[Problem description] In the polyamide 56 text, give each screw extruder zone with its temperature.

[Text section]
※ ※ ※
19) Broken filament times: During the process of preparing polyamide fibers from as-spun fibers, the broken filament times are manually counted.

Example 1
Preparation of Polyamide 56 Resin

(1) Under nitrogen conditions, 1,5-pentanediamine, adipic acid, and water were mixed evenly to prepare a polyamide 56 salt solution, wherein the molar ratio of 1,5-pentanediamine to adipic acid was 1.05:1.

(2) Titanium dioxide with a particle size of 0.2 μm was added to the polyamide 56 salt solution, the salt solution system was heated to raise the pressure inside the reaction system to 2.4 MPa, then the pressure was maintained for 1.2 hours by degassing, then the pressure inside the reaction system was depressurized to 0 MPa (gage pressure), and then vacuumized it to a vacuum degree of ˜0.04 MPa. The above vacuum degree was maintained for 35 minutes to obtain a polyamide 56 melt, wherein the amount of titanium dioxide added was 0.27 wt % of the mass of the resin prepared without adding titanium dioxide under the same conditions. The temperature of the reaction system at the end of the pressure maintenance was 260° C., the temperature of the reaction system after completion of depressurization was 275° C., and the temperature of the reaction system after vacuumization was 280° C.

(3) The polyamide 56 melt was filtered through a melt filter with a mesh size of 10 μm, which was then pelletized and dried to obtain the polyamide 56 resin, wherein the drying treatment was carried out at 110° C. for 20 hours.

Preparation of Polyamide 56 Fiber

(a) The polyamide 56 resin prepared above was heated to a molten state in a screw extruder to form a polyamide 56 melt, where the temperature in zone 1 was 253° C., the temperature in zone 2 was 266° C., the temperature in zone 3 was 278° C., and the temperature in zone 4 was 288° C.

(b) The polyamide 56 melt was delivered to the spinning box through a melt pipeline, and accurately metered by a metering pump, then injected into the spin pack, and extruded at high-pressure through a spinneret orifice, wherein the temperature of the spinning box was 285° C., and the pressure of the spin pack was 16.2 MPa.

(c) The extruded as-spun fiber was subjected to cooling, oiling, drawing, and winding to obtain a polyamide 56 pre-oriented yarn; wherein, the cooling was carried out using cross air blow at an air speed of 0.48 m/s, an air temperature of 20° C. and an air humidity of 80%; the oiling was carried out by nozzle oiling at an oiling rate of 0.5 wt % and an oiling height of 110 cm; the winding speed during the winding process was 4300 m/min, and the overfeeding speed was 60 m/min.

(d) The polyamide 56 pre-oriented yarn was guided through a yarn guide to a first roller, passed through a twist stopper and subjected to hot drawing in the first hot box, then cooled and set using a cooling plate, and passed through a false twister, a second roller, and an interlacer, then subjected to nozzle oiling and wound to obtain the polyamide 56 draw textured yarn;

Wherein, the draw ratio of the hot drawing was 1.3, and the temperature of the hot drawing was 185° C.; the speed ratio D/Y of the false twister was 1.8; the pressure of the compressed air inside the interlacer was 0.8 MPa; the oiling was carried out by nozzle oiling with an oiling rate of 2.5 wt %; the winding speed during the winding was 600 m/min, and the winding overfeeding speed during winding was 2.5%.
※ ※ ※
(Items from a dataset)

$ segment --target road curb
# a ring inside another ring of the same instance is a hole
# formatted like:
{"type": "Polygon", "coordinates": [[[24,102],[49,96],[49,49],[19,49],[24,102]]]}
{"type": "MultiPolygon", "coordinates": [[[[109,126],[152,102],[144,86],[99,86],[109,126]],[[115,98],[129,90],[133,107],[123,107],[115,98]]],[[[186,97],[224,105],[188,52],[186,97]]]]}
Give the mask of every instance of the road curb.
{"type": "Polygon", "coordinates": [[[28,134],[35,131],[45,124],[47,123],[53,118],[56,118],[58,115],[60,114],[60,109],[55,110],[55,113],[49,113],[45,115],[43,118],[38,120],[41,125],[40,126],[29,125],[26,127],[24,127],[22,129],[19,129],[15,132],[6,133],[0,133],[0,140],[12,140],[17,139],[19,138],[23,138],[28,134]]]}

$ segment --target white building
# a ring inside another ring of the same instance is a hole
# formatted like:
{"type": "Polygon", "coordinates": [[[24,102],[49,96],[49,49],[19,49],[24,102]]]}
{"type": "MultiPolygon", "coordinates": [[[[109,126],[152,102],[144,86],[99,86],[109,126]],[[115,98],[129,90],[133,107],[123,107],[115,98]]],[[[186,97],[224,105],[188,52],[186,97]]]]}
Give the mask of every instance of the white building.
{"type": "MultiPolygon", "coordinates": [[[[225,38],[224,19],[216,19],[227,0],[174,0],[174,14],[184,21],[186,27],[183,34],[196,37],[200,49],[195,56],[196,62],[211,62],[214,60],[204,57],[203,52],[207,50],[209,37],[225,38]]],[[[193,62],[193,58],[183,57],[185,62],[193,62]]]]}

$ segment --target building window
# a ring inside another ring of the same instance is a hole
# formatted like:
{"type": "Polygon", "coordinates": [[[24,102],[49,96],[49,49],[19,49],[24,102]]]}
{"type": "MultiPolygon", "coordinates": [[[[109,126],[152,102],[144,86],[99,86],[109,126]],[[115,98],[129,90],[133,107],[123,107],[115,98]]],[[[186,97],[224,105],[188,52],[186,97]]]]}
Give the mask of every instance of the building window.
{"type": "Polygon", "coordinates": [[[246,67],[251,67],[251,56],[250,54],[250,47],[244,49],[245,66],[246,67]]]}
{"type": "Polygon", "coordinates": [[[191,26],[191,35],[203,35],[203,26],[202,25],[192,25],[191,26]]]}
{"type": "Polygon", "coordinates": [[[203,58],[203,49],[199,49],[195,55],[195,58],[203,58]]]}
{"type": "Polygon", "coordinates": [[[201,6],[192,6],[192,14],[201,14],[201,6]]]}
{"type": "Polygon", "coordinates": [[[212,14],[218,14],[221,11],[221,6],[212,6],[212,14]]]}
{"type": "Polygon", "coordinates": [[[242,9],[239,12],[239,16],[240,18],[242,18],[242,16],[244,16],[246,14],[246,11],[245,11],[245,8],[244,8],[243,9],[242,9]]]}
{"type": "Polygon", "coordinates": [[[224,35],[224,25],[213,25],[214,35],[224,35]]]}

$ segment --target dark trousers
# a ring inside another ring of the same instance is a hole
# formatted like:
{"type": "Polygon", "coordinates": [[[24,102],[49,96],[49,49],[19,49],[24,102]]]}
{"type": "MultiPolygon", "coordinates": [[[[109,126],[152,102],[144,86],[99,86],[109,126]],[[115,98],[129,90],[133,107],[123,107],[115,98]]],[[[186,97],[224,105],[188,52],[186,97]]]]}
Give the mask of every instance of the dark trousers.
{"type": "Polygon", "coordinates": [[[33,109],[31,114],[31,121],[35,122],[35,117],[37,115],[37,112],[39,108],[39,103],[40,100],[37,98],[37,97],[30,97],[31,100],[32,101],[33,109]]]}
※ ※ ※
[Result of the task]
Zone 1: 253° C.
Zone 2: 266° C.
Zone 3: 278° C.
Zone 4: 288° C.